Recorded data
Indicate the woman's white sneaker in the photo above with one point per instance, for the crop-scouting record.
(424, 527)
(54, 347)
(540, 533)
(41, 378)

## [EXERCISE]
Reproduce every row above line for line, without changing a single character.

## [REPLY]
Indicate the woman's white sneaker in the photo above with one point per instance, for the crop-scouting record.
(424, 527)
(54, 347)
(540, 533)
(41, 378)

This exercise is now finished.